Task prompt: From the line with "wooden floor in" down to the final line of the material below, quote every line exactly and leave out all lines before it.

Data for processing:
----

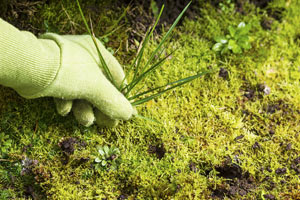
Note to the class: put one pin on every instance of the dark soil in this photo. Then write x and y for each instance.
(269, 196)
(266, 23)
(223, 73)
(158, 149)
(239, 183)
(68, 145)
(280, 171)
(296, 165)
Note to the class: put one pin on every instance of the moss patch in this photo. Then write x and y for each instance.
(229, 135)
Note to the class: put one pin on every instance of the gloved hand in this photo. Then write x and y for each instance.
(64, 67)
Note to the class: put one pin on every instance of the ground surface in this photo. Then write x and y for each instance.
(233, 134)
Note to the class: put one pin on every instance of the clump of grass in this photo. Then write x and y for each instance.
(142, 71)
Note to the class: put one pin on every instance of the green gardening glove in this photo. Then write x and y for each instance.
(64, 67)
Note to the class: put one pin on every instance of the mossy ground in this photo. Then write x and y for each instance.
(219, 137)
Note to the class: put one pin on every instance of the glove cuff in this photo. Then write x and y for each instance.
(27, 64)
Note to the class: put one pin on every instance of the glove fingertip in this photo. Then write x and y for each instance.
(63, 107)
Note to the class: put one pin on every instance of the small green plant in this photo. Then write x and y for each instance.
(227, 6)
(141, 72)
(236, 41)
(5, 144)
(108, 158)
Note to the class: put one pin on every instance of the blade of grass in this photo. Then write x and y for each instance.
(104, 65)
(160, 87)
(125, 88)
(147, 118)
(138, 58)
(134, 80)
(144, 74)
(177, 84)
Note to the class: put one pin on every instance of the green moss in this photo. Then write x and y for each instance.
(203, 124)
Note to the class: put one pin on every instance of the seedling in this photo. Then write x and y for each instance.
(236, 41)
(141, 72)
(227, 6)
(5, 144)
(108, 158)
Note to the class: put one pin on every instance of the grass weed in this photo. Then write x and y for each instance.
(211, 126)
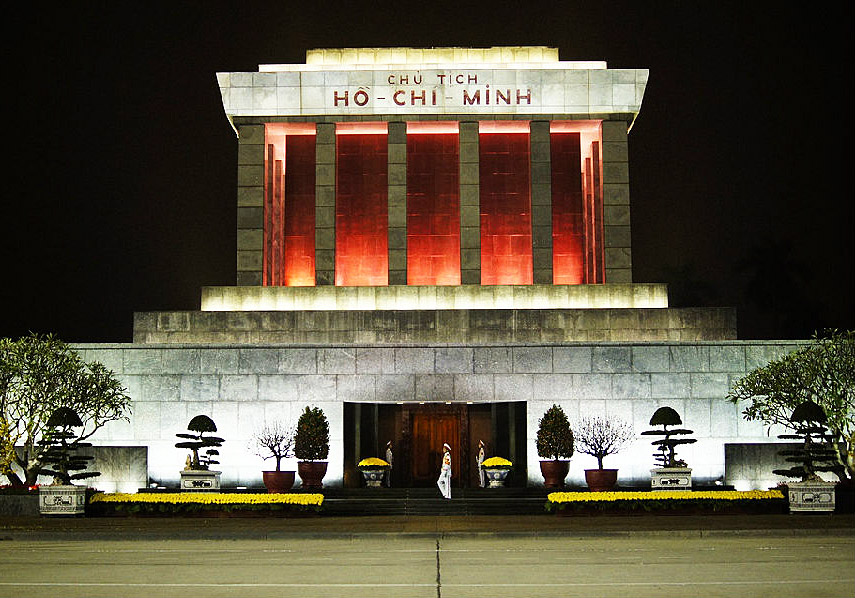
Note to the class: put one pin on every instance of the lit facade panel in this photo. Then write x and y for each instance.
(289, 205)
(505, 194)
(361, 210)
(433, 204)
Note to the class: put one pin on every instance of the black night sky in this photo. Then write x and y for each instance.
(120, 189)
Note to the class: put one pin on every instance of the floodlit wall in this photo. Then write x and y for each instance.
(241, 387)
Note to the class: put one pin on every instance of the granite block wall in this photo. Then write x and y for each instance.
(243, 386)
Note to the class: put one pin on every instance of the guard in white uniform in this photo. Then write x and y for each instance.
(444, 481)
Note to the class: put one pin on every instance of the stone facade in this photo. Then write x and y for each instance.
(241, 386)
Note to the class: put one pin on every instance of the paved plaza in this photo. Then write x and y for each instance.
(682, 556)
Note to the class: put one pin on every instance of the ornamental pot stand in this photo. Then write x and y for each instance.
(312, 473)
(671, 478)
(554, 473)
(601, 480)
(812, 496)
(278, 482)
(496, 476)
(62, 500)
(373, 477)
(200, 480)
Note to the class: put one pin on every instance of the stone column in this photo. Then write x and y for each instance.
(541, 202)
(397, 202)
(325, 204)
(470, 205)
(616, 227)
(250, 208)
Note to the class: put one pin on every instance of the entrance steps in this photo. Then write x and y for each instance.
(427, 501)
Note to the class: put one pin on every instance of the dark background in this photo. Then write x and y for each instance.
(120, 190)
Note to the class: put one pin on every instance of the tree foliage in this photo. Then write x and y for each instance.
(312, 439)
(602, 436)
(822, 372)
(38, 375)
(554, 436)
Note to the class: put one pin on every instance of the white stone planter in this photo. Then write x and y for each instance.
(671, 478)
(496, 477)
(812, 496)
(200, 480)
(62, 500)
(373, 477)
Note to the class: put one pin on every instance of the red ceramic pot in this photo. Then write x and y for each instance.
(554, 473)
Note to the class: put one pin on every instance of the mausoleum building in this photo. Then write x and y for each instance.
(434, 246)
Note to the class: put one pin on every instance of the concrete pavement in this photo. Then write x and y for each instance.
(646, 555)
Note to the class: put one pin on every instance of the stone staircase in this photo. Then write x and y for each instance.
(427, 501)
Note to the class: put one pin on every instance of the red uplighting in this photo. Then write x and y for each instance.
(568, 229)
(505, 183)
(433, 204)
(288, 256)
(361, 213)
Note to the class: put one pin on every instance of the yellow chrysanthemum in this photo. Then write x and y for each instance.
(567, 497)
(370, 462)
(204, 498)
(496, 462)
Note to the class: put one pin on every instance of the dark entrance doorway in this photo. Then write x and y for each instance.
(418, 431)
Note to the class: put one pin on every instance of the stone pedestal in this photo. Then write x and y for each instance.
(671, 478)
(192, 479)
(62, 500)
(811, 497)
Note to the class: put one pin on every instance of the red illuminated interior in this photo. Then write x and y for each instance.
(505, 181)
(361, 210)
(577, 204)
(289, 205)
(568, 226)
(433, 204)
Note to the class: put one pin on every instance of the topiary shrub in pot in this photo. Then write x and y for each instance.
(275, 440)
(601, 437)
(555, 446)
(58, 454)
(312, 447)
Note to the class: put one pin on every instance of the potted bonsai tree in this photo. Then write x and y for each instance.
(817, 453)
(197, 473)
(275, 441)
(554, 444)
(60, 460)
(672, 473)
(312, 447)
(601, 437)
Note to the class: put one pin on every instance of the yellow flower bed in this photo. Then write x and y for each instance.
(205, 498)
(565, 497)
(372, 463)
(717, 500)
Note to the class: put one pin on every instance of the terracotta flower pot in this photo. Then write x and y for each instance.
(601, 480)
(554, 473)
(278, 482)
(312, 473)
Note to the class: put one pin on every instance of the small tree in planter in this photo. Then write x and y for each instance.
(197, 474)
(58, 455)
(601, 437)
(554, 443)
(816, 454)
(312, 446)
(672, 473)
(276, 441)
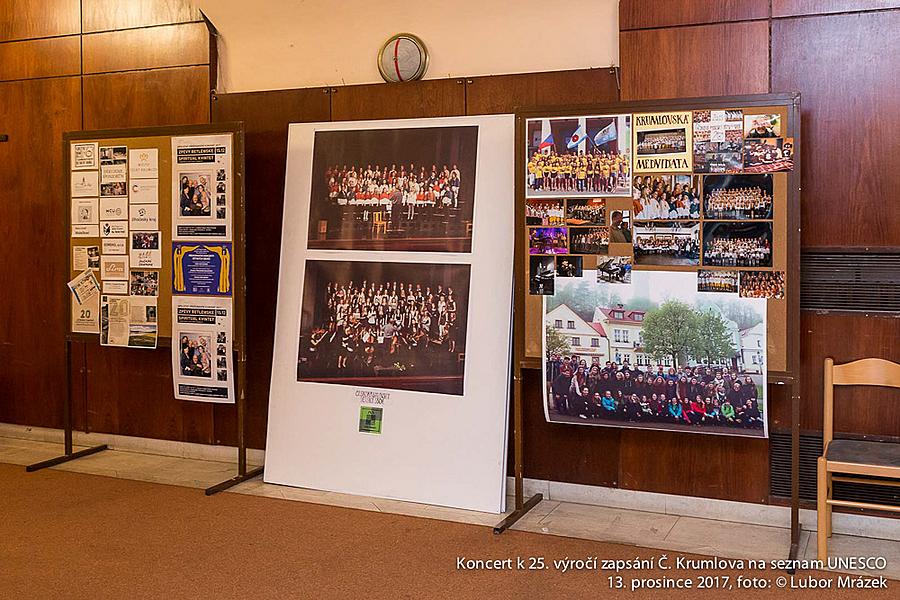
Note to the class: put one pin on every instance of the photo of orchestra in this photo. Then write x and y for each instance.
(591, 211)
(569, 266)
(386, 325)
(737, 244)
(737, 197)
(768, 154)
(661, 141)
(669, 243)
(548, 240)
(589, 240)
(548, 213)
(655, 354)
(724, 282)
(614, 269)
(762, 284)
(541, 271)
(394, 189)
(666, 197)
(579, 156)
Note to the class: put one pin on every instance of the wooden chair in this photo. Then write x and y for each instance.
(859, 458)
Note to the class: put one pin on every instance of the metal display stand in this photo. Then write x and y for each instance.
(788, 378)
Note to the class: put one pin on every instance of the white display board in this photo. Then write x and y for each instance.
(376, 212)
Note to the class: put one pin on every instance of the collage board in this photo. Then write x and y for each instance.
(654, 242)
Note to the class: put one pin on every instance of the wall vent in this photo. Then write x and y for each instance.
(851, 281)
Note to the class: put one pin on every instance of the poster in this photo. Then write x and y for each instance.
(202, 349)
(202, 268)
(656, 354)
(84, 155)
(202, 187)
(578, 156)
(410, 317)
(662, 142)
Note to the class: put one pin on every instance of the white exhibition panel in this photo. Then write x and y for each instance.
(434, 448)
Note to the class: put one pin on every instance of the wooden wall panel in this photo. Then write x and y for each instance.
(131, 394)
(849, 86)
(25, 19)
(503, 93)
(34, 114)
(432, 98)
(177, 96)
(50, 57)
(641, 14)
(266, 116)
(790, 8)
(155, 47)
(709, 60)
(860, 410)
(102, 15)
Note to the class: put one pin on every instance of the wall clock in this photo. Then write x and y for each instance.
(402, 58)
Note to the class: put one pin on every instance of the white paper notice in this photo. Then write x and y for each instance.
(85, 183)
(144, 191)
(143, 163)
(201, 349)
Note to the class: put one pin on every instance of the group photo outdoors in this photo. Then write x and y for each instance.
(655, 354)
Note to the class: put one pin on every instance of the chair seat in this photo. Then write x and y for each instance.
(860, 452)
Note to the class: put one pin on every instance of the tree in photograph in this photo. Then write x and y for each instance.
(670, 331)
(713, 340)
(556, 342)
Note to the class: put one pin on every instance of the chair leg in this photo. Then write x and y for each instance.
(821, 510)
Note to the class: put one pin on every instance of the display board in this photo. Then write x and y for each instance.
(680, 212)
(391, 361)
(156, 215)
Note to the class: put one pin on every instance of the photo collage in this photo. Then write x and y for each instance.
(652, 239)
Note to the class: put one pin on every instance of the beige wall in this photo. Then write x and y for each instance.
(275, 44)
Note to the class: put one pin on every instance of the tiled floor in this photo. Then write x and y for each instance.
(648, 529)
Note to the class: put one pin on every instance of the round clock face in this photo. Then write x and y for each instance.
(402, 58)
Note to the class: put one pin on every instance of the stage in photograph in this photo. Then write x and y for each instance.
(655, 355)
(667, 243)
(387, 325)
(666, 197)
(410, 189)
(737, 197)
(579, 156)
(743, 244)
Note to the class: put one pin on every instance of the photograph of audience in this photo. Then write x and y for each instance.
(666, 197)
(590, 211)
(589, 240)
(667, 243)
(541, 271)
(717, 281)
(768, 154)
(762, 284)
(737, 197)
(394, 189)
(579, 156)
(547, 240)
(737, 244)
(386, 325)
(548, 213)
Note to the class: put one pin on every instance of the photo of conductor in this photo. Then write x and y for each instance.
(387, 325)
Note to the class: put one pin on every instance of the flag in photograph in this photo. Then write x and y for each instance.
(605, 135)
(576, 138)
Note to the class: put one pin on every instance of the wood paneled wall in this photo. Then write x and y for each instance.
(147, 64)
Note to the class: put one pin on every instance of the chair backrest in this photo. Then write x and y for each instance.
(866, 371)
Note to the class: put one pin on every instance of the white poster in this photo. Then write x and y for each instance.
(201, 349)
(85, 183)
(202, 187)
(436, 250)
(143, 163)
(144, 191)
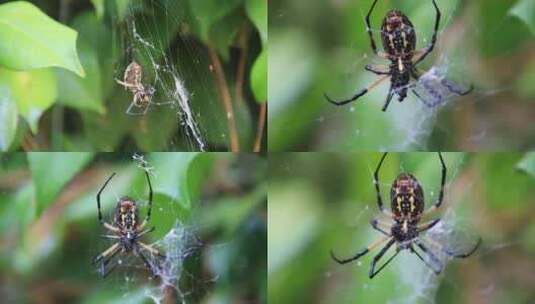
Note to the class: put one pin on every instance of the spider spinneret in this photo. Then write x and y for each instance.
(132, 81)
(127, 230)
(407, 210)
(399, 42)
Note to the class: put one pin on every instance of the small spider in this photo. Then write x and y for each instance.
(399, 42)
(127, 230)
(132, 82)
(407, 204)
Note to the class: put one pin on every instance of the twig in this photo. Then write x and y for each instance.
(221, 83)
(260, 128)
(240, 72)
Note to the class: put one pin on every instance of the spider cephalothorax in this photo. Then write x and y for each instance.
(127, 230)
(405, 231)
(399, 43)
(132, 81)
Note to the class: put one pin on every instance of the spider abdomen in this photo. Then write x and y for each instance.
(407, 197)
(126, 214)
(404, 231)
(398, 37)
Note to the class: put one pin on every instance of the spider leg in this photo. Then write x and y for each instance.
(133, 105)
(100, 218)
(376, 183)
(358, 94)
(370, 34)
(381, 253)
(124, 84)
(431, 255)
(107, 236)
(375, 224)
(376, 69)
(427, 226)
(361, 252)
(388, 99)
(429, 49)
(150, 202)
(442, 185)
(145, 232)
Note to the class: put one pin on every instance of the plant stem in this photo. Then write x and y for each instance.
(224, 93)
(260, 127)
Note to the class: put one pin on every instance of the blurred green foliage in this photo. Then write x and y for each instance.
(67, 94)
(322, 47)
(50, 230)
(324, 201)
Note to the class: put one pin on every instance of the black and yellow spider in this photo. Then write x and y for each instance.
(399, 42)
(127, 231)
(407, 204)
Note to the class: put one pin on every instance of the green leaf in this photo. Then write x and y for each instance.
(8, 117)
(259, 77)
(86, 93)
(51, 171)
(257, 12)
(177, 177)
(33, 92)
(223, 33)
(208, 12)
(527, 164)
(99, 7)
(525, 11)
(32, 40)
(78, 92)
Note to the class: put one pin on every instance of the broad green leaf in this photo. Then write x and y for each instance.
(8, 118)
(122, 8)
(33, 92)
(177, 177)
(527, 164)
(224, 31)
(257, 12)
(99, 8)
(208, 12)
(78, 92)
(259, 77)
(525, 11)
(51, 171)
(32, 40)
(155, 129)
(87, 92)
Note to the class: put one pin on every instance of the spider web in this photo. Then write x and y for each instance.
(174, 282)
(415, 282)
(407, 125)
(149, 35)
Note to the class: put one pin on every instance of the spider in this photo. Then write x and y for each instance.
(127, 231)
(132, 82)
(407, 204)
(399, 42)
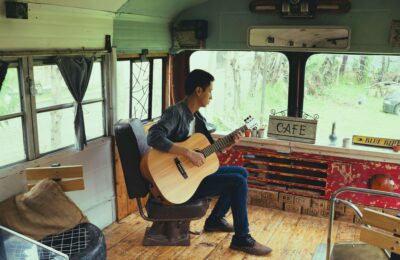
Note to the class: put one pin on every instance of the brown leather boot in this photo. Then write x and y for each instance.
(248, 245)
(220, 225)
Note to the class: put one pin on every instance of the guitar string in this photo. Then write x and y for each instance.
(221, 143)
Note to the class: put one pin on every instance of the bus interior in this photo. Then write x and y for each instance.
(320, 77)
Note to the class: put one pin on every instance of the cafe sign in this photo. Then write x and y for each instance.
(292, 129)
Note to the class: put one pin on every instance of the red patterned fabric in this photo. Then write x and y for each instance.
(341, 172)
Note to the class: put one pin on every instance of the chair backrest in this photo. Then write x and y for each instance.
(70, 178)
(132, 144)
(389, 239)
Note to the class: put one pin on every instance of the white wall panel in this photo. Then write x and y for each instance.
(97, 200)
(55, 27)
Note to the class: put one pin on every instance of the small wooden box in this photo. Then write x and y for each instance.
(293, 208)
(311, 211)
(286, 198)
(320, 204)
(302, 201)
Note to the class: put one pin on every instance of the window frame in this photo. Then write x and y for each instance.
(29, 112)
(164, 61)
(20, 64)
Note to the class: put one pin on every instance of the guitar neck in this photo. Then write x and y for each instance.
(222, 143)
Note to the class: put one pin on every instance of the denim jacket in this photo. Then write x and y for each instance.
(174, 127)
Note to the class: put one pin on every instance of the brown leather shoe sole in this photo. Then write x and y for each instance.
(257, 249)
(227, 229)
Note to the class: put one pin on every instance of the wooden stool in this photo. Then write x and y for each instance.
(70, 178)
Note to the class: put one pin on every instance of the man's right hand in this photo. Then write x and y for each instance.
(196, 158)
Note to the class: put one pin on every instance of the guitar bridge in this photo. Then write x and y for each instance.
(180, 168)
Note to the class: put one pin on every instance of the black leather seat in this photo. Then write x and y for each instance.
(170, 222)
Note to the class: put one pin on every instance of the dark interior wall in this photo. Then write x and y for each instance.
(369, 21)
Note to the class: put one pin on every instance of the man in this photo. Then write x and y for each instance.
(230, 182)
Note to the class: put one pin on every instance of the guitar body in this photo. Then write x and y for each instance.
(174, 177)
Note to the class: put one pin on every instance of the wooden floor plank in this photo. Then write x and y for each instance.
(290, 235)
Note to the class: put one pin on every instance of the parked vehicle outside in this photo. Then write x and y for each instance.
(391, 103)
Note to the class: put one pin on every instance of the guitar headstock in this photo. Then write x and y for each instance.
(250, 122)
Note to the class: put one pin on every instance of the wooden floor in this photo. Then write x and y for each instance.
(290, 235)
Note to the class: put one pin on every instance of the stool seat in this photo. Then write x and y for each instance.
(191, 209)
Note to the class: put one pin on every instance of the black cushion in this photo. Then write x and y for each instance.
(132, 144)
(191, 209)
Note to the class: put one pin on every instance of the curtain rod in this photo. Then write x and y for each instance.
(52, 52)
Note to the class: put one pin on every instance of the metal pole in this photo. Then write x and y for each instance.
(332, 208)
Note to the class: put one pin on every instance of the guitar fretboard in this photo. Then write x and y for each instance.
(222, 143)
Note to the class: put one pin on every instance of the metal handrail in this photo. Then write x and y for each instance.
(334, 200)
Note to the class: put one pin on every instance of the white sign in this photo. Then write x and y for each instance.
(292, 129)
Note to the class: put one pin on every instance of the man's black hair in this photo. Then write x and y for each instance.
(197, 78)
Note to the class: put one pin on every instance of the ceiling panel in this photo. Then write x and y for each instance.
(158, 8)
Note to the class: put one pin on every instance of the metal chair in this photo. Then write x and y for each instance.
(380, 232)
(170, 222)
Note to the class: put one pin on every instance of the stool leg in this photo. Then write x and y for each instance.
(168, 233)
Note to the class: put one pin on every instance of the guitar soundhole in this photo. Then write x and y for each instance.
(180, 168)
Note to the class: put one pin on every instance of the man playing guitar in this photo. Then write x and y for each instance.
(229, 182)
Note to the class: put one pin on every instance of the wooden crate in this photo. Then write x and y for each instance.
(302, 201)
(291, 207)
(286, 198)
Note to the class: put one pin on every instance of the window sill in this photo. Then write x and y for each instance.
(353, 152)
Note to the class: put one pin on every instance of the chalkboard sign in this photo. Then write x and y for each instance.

----

Output for this task:
Note to the class: put one pin on every instance of the wooden floor in this photo. Then write x and y for each instance.
(290, 235)
Note to the class: put one pin on every instance of the stool seat in this photo. Then write x and y for each instance.
(191, 209)
Note to the class: put one pin on every instance of the black cushion in this photo. Then write x and y for each instance.
(132, 144)
(191, 209)
Note to the class: put one pin on every instance of the curtain rod in this photo. Then write x and y for each instance.
(52, 52)
Note to the class: put one pin on every instance of the metal pole in this photo. Then write x and y for each instance.
(332, 208)
Note to the class: put one pin on every instance of the guitar fretboard in this photo. Then write x and y for each instance.
(222, 143)
Note to the class: put one pin on every instance of the metal handrail in this photo. Then write x and y for each instance.
(334, 200)
Note to the class: put one pin on every instance of the white sign in this photo. Then write x and y for each instance.
(292, 129)
Note to the class: put one pin on every instance of the man's black hair in this photo. Then write x and y for each instance.
(197, 78)
Note to the class: put one pin on every instance of the ceiling panel in this photo. Then write x and y for each instance.
(158, 8)
Note to the class: put one pin on every instance of the metal chair in this photo. Then write x and y for each instance.
(380, 232)
(170, 222)
Note to the class: put one pin on every instance of the stool leg in this photo. Then write x and y for each instance.
(168, 233)
Note to the class: put one pin on every instance of the guitar soundhole in this photo. Then write x and y for each instance.
(180, 168)
Note to the class: put one pin on every instance of the man playing guitar in this photo. Then write x and y for each instance.
(229, 182)
Note to the class: put one pin on every instance of the wooden crate in this photo. Then write x and y for each instance.
(302, 201)
(291, 207)
(286, 198)
Note to the class: put one pin on every instance of the window sill in this photo. Then write x and y for each instance.
(353, 152)
Note to the class: put one pin on every instance of the chalkboard sign in this photo. Then write x and y for each instance.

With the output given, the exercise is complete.